***** RECORDED INFORMATION
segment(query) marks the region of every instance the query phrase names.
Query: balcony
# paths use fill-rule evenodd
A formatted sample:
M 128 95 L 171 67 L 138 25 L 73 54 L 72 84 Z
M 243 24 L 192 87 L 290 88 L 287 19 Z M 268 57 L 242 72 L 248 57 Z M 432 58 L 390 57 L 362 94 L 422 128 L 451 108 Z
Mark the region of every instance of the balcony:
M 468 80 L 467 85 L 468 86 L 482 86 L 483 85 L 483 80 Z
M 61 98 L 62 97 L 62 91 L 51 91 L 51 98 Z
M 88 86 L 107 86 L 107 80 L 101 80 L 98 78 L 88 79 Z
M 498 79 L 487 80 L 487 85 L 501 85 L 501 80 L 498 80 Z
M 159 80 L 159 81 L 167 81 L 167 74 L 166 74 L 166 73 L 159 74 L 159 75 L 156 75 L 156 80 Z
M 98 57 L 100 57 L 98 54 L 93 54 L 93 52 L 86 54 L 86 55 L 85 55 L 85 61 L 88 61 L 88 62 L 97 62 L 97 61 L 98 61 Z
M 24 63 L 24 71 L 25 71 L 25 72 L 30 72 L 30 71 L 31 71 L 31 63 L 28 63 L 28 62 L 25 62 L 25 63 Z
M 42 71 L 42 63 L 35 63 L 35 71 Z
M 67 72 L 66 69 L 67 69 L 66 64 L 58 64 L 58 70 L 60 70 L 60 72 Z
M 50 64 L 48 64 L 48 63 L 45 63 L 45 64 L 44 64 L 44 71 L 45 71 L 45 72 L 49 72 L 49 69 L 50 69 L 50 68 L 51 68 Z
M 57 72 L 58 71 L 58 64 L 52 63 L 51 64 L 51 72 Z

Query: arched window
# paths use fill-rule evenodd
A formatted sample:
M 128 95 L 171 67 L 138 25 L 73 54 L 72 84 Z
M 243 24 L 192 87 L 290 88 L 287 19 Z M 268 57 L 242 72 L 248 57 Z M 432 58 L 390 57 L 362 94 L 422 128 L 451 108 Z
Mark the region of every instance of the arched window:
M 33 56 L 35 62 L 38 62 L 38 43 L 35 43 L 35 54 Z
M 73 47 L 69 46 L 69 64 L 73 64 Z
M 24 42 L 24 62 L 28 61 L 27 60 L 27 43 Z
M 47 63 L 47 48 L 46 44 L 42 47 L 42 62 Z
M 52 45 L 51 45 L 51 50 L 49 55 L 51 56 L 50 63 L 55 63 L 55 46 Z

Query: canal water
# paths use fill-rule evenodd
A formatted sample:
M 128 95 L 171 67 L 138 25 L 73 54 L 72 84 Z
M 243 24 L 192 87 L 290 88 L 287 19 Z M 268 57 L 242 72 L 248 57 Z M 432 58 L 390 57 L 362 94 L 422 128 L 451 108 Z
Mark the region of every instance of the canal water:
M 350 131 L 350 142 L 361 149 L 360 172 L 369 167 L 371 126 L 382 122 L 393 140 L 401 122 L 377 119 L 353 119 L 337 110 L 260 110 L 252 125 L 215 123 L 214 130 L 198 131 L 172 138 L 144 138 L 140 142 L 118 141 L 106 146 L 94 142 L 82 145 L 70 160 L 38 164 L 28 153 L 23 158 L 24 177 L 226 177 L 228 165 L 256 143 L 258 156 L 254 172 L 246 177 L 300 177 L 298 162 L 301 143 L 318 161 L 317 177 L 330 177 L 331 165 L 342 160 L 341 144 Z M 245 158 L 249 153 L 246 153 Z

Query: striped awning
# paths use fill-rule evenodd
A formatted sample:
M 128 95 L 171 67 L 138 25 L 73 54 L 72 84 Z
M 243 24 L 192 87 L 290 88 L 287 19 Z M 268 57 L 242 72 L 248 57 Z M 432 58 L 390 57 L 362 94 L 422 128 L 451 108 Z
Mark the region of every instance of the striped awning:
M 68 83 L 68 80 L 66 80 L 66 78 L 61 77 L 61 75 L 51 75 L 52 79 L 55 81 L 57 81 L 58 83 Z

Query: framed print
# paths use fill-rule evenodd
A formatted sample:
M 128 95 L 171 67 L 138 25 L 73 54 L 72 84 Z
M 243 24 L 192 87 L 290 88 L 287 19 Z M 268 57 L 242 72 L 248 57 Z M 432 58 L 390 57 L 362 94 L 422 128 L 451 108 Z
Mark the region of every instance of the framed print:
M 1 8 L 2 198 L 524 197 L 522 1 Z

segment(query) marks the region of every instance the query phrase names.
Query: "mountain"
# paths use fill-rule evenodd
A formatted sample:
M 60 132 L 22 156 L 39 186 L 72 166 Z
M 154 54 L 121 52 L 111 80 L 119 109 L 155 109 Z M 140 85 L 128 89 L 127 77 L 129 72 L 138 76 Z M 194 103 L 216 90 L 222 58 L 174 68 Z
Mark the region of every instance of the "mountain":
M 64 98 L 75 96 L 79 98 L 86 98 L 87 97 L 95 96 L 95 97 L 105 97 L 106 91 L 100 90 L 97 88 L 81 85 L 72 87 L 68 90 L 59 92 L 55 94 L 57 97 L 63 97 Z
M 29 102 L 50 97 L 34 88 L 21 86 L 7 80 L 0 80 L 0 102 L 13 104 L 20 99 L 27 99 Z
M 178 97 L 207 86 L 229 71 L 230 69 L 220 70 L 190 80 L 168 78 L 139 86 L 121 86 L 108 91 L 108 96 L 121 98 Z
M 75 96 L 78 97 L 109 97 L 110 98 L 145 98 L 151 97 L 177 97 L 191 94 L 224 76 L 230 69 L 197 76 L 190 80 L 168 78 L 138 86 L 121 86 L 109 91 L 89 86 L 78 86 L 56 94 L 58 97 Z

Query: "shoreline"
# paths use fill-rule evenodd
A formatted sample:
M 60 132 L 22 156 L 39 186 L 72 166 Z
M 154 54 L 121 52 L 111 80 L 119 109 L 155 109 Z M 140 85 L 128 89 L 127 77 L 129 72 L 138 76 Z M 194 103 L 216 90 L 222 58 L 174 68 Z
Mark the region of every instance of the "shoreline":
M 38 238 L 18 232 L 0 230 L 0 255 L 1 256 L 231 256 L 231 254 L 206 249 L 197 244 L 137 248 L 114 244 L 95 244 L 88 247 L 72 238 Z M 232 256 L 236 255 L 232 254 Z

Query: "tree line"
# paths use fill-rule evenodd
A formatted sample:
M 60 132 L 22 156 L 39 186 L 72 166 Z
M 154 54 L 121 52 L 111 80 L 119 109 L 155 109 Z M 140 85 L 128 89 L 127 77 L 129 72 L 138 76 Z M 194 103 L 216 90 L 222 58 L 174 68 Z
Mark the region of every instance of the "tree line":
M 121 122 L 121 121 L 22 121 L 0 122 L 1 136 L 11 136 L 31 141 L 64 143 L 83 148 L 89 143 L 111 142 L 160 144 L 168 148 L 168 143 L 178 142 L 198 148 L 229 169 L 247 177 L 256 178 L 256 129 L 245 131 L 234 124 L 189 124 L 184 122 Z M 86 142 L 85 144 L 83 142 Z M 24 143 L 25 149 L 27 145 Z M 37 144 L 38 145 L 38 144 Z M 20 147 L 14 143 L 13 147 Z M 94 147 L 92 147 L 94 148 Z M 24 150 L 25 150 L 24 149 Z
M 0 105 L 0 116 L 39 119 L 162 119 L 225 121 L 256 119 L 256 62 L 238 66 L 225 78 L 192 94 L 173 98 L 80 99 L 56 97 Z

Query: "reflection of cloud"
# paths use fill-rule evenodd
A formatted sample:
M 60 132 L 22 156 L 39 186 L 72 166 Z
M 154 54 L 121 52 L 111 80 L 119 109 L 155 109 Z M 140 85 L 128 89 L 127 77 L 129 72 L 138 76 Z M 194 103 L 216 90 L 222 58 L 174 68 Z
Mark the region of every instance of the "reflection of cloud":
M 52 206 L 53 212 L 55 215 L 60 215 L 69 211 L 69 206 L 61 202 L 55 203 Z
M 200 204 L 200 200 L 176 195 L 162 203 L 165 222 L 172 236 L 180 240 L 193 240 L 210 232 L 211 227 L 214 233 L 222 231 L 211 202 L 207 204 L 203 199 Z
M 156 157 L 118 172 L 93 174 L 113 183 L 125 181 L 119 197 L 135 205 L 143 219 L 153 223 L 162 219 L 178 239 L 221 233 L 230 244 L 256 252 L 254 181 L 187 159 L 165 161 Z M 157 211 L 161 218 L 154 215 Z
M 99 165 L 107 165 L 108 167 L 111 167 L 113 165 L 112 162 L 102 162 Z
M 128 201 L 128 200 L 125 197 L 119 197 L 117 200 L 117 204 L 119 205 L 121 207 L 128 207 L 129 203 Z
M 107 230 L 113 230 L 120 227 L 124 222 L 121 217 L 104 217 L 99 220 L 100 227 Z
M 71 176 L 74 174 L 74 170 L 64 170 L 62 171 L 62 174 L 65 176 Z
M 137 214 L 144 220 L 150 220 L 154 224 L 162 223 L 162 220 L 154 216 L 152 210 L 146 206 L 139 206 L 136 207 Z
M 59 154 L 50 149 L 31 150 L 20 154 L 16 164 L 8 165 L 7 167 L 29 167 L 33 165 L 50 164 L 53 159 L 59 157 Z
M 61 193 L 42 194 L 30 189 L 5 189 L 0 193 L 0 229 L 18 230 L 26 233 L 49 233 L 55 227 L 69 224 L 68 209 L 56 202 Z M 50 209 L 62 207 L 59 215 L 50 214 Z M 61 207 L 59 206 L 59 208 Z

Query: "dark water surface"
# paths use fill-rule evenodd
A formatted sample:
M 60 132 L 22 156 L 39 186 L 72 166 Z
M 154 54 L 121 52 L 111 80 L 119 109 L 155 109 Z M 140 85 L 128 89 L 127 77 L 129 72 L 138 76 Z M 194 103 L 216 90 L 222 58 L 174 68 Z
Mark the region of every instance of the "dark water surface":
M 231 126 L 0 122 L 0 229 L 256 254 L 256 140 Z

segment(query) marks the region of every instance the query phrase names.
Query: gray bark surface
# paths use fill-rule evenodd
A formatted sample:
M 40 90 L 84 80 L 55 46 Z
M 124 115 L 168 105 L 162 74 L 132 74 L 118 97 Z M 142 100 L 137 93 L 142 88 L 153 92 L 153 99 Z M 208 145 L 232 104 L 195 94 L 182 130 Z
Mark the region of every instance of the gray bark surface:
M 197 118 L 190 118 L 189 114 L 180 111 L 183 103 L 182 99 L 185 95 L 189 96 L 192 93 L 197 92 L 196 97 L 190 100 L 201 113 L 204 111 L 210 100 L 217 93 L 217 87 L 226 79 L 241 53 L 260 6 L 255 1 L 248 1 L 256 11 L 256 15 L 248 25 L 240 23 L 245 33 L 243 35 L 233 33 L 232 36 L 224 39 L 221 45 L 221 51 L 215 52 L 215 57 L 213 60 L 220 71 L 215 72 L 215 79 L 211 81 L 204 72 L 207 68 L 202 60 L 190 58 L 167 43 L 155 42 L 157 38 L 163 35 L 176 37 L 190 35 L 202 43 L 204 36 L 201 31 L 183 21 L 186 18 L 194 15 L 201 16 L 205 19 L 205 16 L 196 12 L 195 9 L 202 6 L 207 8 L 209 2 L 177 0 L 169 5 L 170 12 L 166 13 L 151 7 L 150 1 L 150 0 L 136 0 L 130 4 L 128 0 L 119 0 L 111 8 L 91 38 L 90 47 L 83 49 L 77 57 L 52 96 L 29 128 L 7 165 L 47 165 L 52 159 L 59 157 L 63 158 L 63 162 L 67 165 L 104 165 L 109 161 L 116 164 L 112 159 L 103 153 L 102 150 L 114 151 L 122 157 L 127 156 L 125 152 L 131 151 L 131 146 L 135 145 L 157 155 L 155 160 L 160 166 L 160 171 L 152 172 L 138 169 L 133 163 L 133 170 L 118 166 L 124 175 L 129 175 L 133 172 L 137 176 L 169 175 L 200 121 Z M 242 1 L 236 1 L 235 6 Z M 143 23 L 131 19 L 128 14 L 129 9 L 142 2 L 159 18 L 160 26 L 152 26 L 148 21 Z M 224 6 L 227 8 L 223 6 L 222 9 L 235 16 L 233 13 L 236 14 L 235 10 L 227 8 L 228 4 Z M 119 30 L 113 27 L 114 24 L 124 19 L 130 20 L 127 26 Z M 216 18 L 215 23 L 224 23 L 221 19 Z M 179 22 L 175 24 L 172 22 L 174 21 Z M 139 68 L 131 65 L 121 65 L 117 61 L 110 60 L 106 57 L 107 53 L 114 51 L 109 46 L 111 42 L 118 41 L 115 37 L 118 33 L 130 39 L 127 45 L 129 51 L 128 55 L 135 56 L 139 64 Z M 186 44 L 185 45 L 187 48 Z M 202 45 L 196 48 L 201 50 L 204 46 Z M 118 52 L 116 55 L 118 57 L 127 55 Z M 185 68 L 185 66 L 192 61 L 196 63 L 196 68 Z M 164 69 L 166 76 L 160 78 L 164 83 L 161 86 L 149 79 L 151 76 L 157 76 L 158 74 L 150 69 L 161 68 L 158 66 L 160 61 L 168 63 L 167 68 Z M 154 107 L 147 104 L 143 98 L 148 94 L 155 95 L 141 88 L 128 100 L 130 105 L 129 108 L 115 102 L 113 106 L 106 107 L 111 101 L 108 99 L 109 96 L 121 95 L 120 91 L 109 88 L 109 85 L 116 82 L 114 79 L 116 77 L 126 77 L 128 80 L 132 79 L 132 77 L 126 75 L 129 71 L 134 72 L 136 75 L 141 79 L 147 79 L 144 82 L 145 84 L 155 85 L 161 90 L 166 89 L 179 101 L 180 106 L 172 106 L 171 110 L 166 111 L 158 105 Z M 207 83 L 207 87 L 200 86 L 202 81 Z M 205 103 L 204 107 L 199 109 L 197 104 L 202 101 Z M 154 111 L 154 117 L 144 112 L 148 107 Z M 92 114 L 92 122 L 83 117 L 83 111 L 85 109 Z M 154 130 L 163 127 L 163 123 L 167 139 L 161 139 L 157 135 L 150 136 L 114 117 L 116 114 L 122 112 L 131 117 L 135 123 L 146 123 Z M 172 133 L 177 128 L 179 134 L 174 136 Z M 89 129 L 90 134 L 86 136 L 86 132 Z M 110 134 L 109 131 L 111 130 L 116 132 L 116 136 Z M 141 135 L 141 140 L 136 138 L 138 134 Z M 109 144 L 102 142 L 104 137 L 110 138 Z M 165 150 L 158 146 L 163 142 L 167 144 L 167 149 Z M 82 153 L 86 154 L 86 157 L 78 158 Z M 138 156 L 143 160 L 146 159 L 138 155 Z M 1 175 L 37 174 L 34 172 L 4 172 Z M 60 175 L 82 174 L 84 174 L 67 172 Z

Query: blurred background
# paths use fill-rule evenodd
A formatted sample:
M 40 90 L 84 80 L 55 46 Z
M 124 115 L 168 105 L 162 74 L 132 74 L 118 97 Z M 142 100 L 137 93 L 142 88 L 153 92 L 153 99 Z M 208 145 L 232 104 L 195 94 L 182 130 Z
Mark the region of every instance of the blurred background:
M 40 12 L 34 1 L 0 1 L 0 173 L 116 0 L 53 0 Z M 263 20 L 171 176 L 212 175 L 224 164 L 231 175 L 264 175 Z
**********
THE TASK: Can you copy the entries without any changes, from the very first line through the line containing "M 88 86 L 107", with both of those lines included?

RESULT:
segment(query) marks the region of every instance the query phrase names.
Query: balcony
# paths use fill-rule evenodd
A formatted sample:
M 128 95 L 171 67 L 138 25 L 73 54 L 72 84 Z
M 243 24 L 192 87 L 290 88 L 287 19 Z M 268 57 L 242 72 L 248 57 Z M 432 58 L 390 57 L 362 94 L 422 128 L 451 108 Z
Mark the region of every instance of the balcony:
M 468 80 L 467 85 L 468 86 L 482 86 L 483 85 L 483 80 Z
M 61 98 L 62 97 L 62 91 L 51 91 L 51 98 Z
M 88 86 L 107 86 L 107 80 L 101 80 L 98 78 L 88 79 Z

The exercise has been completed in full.